(What is expected)
In the data below, one line contains "Query: tractor rear wheel" and a later one contains "Target: concrete curb". Print both, with every line between them, exactly and alone.

───── Excerpted data

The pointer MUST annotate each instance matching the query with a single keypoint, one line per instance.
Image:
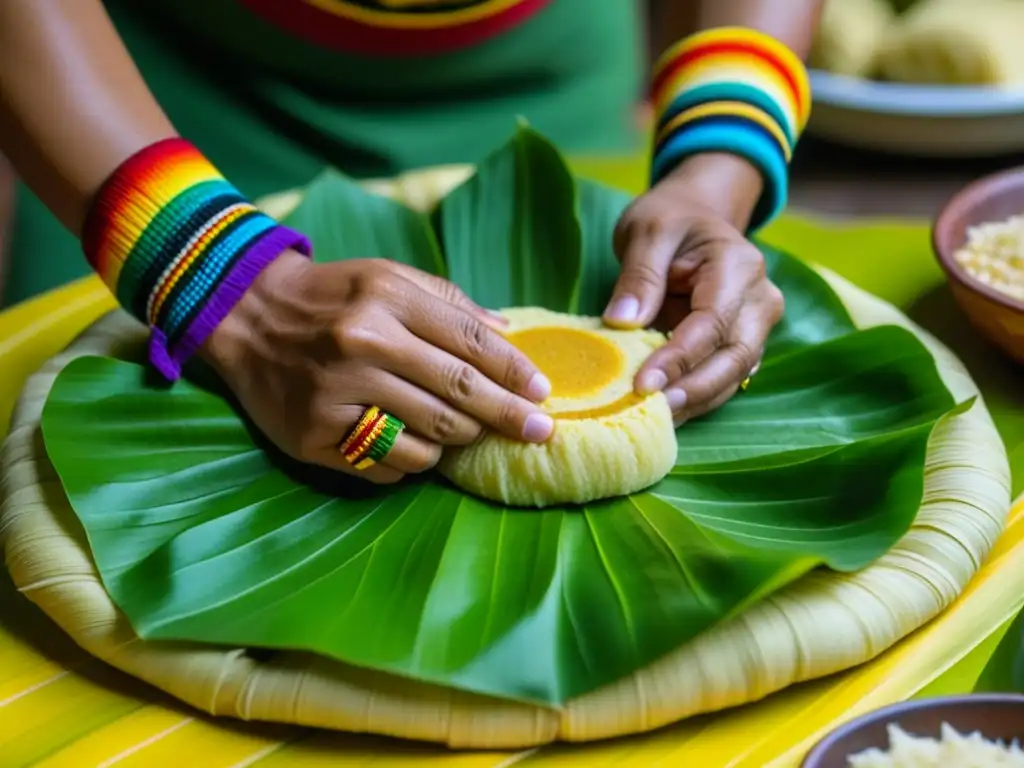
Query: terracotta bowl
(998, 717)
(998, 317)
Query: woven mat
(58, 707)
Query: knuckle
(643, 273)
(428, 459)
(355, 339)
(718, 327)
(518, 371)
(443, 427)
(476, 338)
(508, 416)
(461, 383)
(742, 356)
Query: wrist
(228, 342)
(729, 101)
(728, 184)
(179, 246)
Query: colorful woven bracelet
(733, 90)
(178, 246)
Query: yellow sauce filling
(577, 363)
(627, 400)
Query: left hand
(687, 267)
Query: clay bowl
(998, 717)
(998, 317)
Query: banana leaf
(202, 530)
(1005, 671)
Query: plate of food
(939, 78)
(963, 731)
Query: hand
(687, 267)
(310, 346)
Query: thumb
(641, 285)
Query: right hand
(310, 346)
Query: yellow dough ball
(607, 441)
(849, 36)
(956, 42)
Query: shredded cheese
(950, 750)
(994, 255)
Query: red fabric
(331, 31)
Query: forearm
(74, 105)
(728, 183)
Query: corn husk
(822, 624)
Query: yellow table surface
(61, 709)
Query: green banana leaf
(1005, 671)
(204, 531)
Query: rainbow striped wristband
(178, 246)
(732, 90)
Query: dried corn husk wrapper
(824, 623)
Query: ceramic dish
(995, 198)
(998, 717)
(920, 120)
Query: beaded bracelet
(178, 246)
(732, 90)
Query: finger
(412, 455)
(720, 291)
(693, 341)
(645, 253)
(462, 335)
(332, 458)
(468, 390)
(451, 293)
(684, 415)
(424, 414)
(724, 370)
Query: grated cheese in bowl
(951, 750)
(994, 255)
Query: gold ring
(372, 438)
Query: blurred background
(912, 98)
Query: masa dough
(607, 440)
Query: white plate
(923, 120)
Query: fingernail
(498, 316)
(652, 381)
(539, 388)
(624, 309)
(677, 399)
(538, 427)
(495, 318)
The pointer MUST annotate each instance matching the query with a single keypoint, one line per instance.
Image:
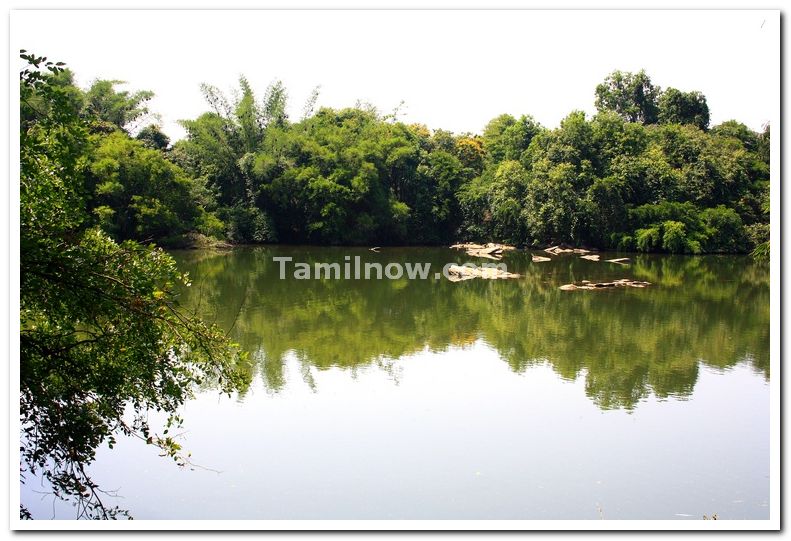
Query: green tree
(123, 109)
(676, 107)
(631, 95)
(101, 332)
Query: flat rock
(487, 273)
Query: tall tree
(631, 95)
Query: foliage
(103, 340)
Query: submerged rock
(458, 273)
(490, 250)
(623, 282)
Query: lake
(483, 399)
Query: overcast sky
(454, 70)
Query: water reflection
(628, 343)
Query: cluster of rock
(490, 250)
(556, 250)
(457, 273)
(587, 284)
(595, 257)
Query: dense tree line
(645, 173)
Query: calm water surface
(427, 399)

──────────
───── Excerpted data

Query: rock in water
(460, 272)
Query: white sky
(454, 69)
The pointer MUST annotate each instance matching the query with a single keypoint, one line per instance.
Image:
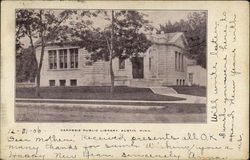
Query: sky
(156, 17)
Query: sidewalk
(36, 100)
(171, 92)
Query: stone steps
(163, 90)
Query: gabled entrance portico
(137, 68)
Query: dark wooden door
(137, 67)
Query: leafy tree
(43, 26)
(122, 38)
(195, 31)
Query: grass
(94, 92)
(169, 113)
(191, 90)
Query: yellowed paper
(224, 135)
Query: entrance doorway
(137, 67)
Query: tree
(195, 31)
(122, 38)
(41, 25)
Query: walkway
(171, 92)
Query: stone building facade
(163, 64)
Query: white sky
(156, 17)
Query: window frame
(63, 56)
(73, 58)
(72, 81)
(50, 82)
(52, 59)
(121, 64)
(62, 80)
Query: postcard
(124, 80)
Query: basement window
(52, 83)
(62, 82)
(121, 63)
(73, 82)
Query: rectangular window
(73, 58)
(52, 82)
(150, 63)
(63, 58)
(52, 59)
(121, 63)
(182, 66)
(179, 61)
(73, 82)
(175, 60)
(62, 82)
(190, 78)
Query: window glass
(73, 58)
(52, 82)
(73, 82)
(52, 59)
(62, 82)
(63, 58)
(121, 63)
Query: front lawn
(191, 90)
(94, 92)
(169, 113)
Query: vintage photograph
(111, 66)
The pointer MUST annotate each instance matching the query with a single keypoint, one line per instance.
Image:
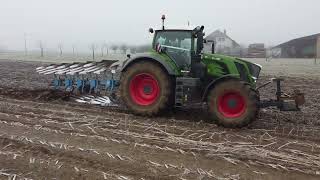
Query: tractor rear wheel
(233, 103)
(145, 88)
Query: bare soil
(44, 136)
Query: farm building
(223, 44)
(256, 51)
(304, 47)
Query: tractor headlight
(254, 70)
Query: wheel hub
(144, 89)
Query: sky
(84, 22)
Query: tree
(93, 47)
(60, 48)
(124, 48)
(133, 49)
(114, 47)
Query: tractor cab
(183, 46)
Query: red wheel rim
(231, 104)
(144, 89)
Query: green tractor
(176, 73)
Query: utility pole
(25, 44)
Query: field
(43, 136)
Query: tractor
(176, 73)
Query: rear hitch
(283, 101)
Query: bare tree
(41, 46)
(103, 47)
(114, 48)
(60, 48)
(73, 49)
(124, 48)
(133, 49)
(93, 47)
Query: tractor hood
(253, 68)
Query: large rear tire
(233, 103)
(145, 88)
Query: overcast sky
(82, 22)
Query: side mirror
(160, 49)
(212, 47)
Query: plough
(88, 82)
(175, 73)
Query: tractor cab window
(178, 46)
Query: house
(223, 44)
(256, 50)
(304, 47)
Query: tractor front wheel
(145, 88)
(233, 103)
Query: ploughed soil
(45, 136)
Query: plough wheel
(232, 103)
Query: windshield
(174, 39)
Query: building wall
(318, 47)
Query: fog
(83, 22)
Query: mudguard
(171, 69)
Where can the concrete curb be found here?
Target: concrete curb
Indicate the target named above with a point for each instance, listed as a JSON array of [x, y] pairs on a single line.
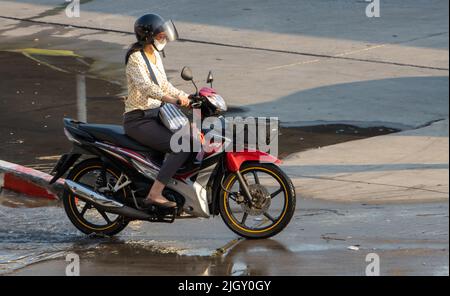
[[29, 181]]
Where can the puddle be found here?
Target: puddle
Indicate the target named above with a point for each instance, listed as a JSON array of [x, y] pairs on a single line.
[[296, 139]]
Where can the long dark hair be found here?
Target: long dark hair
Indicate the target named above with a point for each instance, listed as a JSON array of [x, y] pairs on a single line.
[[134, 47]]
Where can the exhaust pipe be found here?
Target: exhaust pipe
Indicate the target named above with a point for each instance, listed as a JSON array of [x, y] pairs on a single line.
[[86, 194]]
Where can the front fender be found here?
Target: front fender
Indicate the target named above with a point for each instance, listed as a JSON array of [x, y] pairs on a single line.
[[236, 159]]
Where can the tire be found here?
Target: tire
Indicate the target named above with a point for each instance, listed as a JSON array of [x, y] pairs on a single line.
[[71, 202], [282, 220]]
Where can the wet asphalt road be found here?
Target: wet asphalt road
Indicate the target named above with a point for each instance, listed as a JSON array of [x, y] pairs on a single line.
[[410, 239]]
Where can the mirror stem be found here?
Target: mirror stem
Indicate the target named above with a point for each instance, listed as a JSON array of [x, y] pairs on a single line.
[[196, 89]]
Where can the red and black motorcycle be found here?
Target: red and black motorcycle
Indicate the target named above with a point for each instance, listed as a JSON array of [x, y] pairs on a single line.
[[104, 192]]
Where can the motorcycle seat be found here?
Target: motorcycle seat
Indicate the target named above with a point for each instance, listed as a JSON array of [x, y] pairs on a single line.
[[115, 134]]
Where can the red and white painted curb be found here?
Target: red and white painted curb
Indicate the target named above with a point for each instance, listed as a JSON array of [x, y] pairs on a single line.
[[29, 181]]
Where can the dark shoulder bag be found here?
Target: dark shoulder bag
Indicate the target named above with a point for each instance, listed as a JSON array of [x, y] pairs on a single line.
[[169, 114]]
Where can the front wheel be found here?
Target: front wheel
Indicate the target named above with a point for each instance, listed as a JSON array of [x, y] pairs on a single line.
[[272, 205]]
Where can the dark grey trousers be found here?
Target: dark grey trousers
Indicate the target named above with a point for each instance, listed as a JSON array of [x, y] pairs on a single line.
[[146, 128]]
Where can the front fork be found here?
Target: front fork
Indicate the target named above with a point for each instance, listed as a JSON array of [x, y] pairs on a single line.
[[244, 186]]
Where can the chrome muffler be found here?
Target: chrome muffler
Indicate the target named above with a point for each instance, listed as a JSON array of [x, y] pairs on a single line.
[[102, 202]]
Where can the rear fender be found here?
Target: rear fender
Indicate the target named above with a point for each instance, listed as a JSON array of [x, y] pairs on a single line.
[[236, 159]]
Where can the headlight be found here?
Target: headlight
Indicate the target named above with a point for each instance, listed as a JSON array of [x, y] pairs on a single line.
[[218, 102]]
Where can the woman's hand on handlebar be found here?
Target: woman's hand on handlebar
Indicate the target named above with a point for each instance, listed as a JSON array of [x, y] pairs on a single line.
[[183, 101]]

──────────

(Answer area)
Query: tractor rear wheel
(233, 103)
(145, 88)
Query: bare soil
(44, 136)
Query: farm building
(223, 44)
(256, 51)
(304, 47)
Query: tractor headlight
(254, 70)
Query: wheel hub
(144, 89)
Query: sky
(84, 22)
Query: tree
(93, 47)
(60, 48)
(124, 48)
(133, 49)
(114, 47)
Query: tractor cab
(183, 46)
Query: red wheel rim
(231, 104)
(144, 89)
Query: green tractor
(176, 73)
Query: utility pole
(25, 44)
Query: field
(43, 136)
Query: tractor
(176, 73)
Query: rear hitch
(283, 101)
Query: bare tree
(41, 46)
(103, 47)
(114, 48)
(60, 48)
(73, 49)
(124, 48)
(133, 49)
(93, 47)
Query: tractor hood
(253, 68)
Query: large rear tire
(233, 103)
(145, 88)
Query: overcast sky
(82, 22)
Query: side mirror
(160, 49)
(212, 47)
Query: plough
(88, 82)
(175, 73)
Query: tractor cab window
(178, 46)
Query: house
(223, 44)
(256, 50)
(304, 47)
Query: tractor front wheel
(145, 88)
(233, 103)
Query: ploughed soil
(45, 136)
Query: plough wheel
(232, 103)
Query: windshield
(174, 39)
Query: building wall
(318, 47)
Query: fog
(83, 22)
Query: mudguard
(171, 69)
Where can the concrete curb be found here?
Target: concrete curb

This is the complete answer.